▼

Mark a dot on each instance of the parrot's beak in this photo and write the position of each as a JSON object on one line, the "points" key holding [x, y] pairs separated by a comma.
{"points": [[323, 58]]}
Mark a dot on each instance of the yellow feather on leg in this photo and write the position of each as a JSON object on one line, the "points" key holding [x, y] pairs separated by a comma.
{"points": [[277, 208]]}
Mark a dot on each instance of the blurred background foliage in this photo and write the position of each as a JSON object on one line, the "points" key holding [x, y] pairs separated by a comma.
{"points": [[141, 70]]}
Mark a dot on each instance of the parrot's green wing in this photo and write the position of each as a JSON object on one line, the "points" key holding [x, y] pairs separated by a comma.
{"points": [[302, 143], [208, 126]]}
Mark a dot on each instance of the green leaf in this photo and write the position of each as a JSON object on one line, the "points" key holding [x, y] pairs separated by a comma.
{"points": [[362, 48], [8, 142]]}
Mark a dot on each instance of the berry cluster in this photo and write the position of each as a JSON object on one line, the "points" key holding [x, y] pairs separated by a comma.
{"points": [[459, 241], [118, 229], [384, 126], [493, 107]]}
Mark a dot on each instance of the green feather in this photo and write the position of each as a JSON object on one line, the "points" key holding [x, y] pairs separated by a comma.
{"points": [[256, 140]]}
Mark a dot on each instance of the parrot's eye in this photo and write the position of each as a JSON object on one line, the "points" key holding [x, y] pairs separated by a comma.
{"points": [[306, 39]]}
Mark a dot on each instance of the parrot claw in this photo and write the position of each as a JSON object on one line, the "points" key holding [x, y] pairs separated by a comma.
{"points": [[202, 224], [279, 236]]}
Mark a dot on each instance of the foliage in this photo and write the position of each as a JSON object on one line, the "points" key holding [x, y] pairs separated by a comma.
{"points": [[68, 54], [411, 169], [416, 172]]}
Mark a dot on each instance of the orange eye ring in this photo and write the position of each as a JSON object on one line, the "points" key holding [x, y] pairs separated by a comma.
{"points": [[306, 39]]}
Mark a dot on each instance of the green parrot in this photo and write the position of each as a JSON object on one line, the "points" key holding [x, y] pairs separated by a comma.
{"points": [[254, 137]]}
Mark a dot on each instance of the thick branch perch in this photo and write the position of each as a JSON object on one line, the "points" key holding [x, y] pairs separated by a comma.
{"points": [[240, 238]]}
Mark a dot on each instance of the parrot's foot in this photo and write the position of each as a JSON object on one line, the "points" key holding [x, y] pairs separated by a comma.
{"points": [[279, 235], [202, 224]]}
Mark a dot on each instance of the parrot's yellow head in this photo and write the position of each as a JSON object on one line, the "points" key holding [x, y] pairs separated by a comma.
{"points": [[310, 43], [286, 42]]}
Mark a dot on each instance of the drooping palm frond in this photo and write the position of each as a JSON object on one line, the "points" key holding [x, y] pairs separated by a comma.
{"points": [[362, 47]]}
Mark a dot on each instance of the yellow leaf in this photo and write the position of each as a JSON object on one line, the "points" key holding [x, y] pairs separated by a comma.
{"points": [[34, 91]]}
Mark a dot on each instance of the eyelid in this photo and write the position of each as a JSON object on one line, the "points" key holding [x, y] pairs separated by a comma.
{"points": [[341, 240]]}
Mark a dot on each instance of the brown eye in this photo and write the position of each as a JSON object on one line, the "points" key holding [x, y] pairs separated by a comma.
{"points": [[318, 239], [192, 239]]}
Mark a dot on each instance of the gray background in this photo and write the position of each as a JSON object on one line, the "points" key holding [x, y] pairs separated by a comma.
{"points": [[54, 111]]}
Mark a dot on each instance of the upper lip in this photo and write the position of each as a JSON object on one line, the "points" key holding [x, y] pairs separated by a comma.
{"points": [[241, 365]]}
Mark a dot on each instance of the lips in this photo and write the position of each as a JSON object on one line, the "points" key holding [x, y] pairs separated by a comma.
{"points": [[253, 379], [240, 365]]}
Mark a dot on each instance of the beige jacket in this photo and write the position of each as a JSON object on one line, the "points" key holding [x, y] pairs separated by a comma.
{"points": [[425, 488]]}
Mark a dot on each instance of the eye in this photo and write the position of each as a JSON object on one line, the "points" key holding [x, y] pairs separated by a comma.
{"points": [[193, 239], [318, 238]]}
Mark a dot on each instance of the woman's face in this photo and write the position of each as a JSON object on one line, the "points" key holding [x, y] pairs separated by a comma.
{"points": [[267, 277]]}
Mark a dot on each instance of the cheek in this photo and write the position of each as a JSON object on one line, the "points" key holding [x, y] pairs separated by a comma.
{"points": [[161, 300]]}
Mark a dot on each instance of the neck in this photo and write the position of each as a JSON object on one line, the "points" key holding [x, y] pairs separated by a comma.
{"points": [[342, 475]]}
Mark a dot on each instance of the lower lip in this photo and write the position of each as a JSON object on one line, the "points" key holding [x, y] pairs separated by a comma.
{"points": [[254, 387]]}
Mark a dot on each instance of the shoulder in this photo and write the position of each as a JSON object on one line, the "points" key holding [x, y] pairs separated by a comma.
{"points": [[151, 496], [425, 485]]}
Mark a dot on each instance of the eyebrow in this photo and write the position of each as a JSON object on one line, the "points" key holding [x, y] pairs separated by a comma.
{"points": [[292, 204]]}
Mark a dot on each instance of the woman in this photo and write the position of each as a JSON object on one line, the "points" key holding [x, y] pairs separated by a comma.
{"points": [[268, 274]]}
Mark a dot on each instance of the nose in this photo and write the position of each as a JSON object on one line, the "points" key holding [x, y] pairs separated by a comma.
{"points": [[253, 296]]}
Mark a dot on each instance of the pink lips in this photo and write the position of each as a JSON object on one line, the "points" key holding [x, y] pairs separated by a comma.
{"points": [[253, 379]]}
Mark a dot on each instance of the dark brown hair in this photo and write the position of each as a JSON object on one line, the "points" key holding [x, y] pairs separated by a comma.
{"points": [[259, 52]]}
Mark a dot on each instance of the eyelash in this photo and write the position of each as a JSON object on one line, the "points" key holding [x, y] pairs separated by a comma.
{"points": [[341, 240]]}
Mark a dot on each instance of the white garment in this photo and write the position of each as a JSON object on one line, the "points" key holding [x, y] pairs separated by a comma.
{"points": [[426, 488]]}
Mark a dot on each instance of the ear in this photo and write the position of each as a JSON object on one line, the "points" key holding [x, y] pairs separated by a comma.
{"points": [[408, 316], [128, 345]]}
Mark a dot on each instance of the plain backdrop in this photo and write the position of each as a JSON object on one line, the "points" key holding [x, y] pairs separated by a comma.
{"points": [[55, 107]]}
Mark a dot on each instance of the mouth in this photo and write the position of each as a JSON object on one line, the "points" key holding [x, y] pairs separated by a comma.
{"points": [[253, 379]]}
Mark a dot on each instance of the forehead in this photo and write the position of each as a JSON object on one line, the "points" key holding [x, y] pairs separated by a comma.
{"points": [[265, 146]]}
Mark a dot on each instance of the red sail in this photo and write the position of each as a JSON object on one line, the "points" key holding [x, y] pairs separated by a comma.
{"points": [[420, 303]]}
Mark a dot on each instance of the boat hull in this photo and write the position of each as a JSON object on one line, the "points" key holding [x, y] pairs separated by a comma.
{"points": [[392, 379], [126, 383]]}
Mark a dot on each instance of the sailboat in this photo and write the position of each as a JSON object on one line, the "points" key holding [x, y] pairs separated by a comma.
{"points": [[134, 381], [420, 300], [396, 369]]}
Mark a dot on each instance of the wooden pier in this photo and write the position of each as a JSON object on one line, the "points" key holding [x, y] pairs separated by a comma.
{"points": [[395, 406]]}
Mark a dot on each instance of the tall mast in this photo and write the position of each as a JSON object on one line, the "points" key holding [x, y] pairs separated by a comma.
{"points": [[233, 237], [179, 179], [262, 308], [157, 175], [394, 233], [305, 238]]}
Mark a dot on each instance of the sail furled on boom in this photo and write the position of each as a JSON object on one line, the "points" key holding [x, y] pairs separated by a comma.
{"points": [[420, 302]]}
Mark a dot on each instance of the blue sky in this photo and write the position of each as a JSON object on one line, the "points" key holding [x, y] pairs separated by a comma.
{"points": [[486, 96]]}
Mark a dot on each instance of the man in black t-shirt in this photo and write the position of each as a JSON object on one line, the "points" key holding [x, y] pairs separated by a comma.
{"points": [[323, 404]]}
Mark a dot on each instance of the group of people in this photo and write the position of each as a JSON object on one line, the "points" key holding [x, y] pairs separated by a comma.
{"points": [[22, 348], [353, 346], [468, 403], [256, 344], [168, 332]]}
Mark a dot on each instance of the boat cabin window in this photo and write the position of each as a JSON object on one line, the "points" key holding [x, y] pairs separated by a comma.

▲

> WHAT TO PRODUCE
Can you lay out the data from the line containing "Mark a dot on each instance of the group" through the end, both included, as a Markdown table with a "Row" column for the row number and a "Line" column for the line, leaving out blank lines?

> ANSWER TO THE PROBLEM
| Row | Line |
|---|---|
| 1 | Mark a dot on each instance of the group of people in this photo and write the position of each as a JSON object on one line, the "points" key holding [x, y] pairs separated by a comma. |
| 2 | {"points": [[22, 348], [353, 346], [468, 403], [256, 344], [168, 332]]} |
| 3 | Mark a dot on each instance of the boat cabin window in this photo and write the position of each as a JSON object on one line, the "points" key holding [x, y] pairs separated by a comma. |